**TASK DETAILS:** Some entries follow. Reproduce exactly the lines starting at the one with "Target: apartment building facade" and stopping after the one with "sample: <point>433,72</point>".

**DATA RECORDS:**
__________________________________________________

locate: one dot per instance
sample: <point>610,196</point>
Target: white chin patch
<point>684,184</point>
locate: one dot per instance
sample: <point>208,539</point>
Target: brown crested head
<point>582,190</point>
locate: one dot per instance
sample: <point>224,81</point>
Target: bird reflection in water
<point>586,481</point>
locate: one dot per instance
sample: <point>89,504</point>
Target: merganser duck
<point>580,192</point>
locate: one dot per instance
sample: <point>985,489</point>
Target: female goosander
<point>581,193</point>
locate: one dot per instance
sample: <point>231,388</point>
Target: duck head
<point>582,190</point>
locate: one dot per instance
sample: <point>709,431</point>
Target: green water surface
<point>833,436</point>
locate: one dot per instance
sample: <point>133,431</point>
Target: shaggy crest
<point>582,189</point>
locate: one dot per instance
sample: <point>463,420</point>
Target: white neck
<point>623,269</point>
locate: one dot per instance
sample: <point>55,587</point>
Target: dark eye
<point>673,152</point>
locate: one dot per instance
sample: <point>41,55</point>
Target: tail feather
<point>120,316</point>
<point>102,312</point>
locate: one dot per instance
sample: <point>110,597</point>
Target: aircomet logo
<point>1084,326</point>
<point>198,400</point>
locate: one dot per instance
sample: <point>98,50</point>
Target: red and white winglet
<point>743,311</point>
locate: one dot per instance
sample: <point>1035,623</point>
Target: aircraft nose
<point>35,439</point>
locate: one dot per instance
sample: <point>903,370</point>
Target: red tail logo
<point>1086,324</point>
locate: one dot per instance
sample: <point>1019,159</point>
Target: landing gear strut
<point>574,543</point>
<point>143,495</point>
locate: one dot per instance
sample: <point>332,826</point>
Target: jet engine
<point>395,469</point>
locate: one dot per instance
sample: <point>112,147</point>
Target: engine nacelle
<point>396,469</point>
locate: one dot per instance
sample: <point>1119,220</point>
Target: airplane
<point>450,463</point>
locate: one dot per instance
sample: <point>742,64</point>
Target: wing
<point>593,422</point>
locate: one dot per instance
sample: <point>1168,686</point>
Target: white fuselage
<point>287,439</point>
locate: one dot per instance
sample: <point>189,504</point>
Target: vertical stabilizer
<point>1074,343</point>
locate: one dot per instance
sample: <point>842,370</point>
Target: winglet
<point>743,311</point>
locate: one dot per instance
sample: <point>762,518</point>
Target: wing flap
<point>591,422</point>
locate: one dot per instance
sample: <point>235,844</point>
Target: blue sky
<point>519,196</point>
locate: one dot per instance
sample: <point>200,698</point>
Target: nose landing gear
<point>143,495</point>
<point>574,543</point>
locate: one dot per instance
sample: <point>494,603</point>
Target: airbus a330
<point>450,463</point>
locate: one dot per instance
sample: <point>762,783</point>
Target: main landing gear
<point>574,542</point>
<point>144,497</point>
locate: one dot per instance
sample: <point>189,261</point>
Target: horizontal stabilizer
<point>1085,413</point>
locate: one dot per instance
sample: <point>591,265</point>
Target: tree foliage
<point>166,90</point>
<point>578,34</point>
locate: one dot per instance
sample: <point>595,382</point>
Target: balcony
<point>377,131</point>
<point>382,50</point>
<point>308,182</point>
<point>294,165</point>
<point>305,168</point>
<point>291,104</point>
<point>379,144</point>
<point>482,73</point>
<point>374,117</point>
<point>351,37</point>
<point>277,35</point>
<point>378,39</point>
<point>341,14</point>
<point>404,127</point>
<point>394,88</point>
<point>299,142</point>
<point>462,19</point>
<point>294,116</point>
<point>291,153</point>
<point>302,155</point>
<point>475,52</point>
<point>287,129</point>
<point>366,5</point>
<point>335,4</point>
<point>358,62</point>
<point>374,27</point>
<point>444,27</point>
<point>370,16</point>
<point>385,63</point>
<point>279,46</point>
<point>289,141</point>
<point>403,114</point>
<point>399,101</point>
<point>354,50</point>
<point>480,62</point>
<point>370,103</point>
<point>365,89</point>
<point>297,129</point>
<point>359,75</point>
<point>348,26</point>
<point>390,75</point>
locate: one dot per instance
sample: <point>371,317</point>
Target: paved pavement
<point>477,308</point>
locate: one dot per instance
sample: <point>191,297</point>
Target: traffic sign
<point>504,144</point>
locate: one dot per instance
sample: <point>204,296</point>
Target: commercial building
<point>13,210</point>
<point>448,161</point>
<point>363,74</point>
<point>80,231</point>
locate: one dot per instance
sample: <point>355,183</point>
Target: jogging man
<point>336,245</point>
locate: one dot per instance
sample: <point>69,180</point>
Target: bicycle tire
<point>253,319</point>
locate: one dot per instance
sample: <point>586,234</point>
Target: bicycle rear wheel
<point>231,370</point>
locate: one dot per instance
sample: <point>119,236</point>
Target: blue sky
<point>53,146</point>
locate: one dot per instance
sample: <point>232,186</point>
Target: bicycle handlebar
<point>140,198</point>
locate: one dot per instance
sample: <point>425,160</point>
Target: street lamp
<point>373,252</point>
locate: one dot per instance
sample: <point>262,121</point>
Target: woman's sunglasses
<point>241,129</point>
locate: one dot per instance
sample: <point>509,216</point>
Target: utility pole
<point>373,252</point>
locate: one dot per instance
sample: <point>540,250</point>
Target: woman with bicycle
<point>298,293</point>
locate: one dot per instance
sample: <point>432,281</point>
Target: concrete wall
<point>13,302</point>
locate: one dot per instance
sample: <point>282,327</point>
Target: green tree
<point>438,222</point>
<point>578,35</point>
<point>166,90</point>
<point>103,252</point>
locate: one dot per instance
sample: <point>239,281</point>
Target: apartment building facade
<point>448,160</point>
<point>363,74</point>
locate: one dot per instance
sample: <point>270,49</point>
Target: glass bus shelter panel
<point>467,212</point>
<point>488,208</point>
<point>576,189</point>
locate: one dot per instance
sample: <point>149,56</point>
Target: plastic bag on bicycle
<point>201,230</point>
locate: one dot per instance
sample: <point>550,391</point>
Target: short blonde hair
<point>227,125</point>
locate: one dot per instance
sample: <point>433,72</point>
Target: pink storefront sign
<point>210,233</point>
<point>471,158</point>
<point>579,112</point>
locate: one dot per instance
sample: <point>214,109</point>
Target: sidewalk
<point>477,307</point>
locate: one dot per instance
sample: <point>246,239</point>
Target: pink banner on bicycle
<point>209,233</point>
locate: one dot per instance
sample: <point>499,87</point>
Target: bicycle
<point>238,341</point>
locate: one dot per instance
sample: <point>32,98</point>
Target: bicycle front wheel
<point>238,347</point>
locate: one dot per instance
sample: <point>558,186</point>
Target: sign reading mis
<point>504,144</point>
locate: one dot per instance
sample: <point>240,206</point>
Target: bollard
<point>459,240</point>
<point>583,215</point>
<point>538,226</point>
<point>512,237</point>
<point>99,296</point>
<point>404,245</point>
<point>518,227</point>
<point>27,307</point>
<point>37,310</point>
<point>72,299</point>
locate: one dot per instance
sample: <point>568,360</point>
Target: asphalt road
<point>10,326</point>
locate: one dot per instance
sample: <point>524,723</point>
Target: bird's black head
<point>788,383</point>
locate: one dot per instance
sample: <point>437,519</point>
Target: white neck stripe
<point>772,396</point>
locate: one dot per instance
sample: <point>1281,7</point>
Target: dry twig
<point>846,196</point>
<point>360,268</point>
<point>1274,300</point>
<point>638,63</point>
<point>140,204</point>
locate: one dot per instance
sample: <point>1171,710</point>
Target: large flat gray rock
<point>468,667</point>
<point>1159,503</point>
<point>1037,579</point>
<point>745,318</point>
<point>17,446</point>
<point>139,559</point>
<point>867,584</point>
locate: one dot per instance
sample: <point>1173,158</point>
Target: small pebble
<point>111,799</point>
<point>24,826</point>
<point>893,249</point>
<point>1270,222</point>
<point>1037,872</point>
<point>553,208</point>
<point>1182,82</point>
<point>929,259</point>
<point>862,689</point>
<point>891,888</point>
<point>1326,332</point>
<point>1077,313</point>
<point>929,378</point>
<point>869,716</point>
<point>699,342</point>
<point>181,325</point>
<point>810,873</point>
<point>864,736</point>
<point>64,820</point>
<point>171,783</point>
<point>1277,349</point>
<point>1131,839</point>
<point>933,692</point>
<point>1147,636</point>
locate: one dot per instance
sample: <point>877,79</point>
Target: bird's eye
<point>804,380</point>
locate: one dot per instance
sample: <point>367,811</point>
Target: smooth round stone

__________________________________________________

**SOLUTION:**
Target: apartment building facade
<point>448,160</point>
<point>363,74</point>
locate: one dot per instance
sample: <point>270,49</point>
Target: glass bus shelter panel
<point>467,212</point>
<point>488,208</point>
<point>576,189</point>
locate: one dot per instance
sample: <point>149,56</point>
Target: plastic bag on bicycle
<point>201,230</point>
locate: one dot per instance
sample: <point>550,391</point>
Target: short blonde hair
<point>227,125</point>
locate: one dot per instance
sample: <point>433,72</point>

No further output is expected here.